• Tasks:
#1 Please answer these questions about the documentary review:
(a) What role does Ravi's sister Geeta play in the film?
(b) How old is Ravi when his parents push him to find a wife?
(c) How long have Ravi's parents been married?
#2 Continue the review of the documentary about Ravi Patel's search for a wife from the point where it stops.

┌─ Text passage

This delightful documentary from Geeta and Ravi Patel really tells the story of what every young adult in every close ethnic group who is “of marriage age” hears from their family: when are you going to get married? And will you please choose a nice Indian/Italian/Greek/Jewish girl/boy and make your mother and me happy? What makes it more interesting is that one of the filmmakers, Ravi, is going through it right now, with his awesomely fantastic and witty Indian family. We get to see every painful and hilarious step, thanks to his sister Geeta, who films the whole thing. Adding in a little outside-his-ethnic-group dating, checking out prospective dates on Facebook before meeting them, and one of many laugh out loud scenes involving what could only be described as Indian Speed Dating (The Patel Expo!!), serve to effortlessly weave old and new world together. An Old World Tinder if you will…
Ravi is an Indian American actor living in L.A. with his sister. His parents “help” him realize that, at 29, it is time to find that nice Indian girl who is (evidently) just patiently waiting for him next to her front door somewhere. Ravi’s parents met and married the same way every other Indian couple they know of their generation did: it was arranged by their families, and they barely knew each other. And they have been happily married for over 30 years, so of course they know the same thing will happen to Ravi! He just needs to give in to the centuries old wisdom and let nature take its course. At one point, Ravi’s mom just tells him flat out, “This thing works.” It is interesting to learn the history of arranged marriages through Ravi’s parents; from the fact that everyone and his aunt (literally) weighs in on who Ravi should marry, to learning about “Wedding Season”, to knowing that Ravi needs to meet and marry another Patel from a very small geographic area in India. The viewer is overwhelmed right alongside Ravi. His unvarnished expressions of pained confusion while listening to his parents are so real and horrifically funny.

└─
┌─ Given information

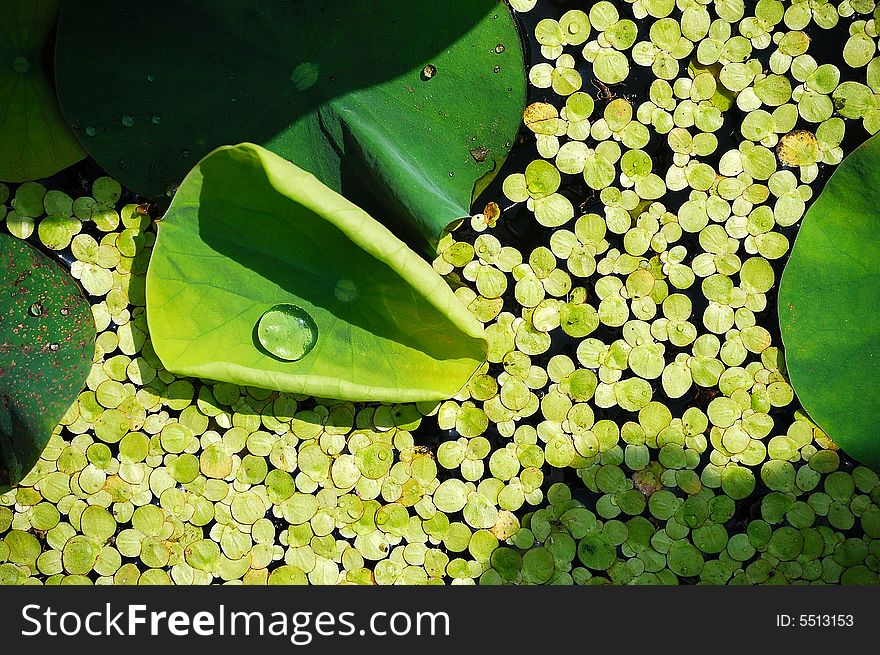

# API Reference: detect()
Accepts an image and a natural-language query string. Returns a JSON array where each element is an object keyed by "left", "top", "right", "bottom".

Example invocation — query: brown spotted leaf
[{"left": 0, "top": 235, "right": 95, "bottom": 487}]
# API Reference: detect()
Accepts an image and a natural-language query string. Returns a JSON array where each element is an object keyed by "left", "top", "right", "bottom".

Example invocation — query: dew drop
[
  {"left": 257, "top": 304, "right": 318, "bottom": 362},
  {"left": 12, "top": 57, "right": 31, "bottom": 73}
]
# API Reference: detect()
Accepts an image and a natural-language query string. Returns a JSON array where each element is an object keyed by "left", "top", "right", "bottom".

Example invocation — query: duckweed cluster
[{"left": 0, "top": 0, "right": 880, "bottom": 584}]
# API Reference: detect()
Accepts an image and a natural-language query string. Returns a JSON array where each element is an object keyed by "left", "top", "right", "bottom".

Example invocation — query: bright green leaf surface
[
  {"left": 0, "top": 0, "right": 85, "bottom": 182},
  {"left": 56, "top": 0, "right": 525, "bottom": 254},
  {"left": 0, "top": 235, "right": 95, "bottom": 485},
  {"left": 147, "top": 144, "right": 486, "bottom": 401},
  {"left": 779, "top": 132, "right": 880, "bottom": 468}
]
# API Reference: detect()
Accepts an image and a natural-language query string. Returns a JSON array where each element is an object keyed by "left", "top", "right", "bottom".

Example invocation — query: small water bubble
[
  {"left": 12, "top": 57, "right": 31, "bottom": 73},
  {"left": 257, "top": 304, "right": 318, "bottom": 362}
]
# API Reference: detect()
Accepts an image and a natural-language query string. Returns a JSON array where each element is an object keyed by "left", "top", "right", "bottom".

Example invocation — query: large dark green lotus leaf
[
  {"left": 0, "top": 234, "right": 95, "bottom": 486},
  {"left": 55, "top": 0, "right": 525, "bottom": 254},
  {"left": 0, "top": 0, "right": 85, "bottom": 182},
  {"left": 779, "top": 136, "right": 880, "bottom": 469},
  {"left": 146, "top": 144, "right": 486, "bottom": 402}
]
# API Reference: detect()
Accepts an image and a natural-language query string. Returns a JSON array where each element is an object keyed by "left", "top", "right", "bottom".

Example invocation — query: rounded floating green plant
[
  {"left": 779, "top": 132, "right": 880, "bottom": 469},
  {"left": 56, "top": 0, "right": 526, "bottom": 254},
  {"left": 0, "top": 234, "right": 95, "bottom": 486},
  {"left": 0, "top": 0, "right": 85, "bottom": 182},
  {"left": 146, "top": 144, "right": 487, "bottom": 402}
]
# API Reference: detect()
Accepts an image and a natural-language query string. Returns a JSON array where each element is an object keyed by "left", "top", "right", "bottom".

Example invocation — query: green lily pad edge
[
  {"left": 146, "top": 143, "right": 488, "bottom": 402},
  {"left": 779, "top": 136, "right": 880, "bottom": 470}
]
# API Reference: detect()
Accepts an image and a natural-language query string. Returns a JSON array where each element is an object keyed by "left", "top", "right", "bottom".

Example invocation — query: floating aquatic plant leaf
[
  {"left": 779, "top": 132, "right": 880, "bottom": 468},
  {"left": 0, "top": 0, "right": 85, "bottom": 182},
  {"left": 147, "top": 144, "right": 486, "bottom": 401},
  {"left": 0, "top": 235, "right": 95, "bottom": 485},
  {"left": 56, "top": 0, "right": 525, "bottom": 254}
]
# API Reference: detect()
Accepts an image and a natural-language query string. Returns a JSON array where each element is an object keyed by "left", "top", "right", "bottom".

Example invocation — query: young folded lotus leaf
[
  {"left": 0, "top": 234, "right": 95, "bottom": 488},
  {"left": 56, "top": 0, "right": 525, "bottom": 255},
  {"left": 779, "top": 132, "right": 880, "bottom": 469},
  {"left": 146, "top": 144, "right": 487, "bottom": 402},
  {"left": 0, "top": 0, "right": 85, "bottom": 182}
]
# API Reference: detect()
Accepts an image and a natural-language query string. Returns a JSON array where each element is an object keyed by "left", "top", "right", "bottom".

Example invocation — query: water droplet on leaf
[
  {"left": 257, "top": 304, "right": 318, "bottom": 362},
  {"left": 12, "top": 57, "right": 31, "bottom": 73}
]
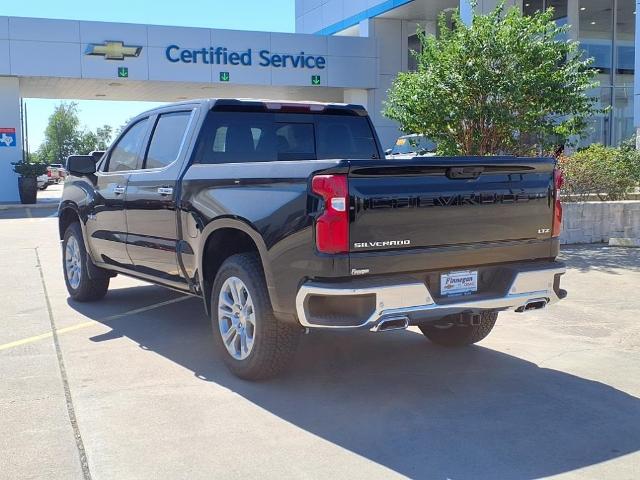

└─

• Answer set:
#1
(a) She films the whole thing.
(b) He is 29.
(c) Over 30 years.

#2
From a post film exit-duction (as opposed to an introduction), given by Geeta, we learn that the documentary took six and a half years to go from concept to reel. The production is quirky and off beat: interspersed with live action, there are animated sketches, a fantastic score, fast scene transitions, and a frenetic pace, which matches Ravi’s family perfectly. From the first five minutes the viewer knows the Patels are a loving, happy family. That was one aspect that set this film apart and really worked to its advantage: Ravi and Geeta truly love and respect their parents and their marriage; there is no disconnect, which serves to give the film and subject matter the stamp of approval. At the same time, that is also probably the one minor problem I had with the film. We expect truth from documentary films- for this one to leave out the numerous horror stories of arranged marriages definitely slants the final product. Any serious consequences or downsides to arranged marriages are not discussed at all.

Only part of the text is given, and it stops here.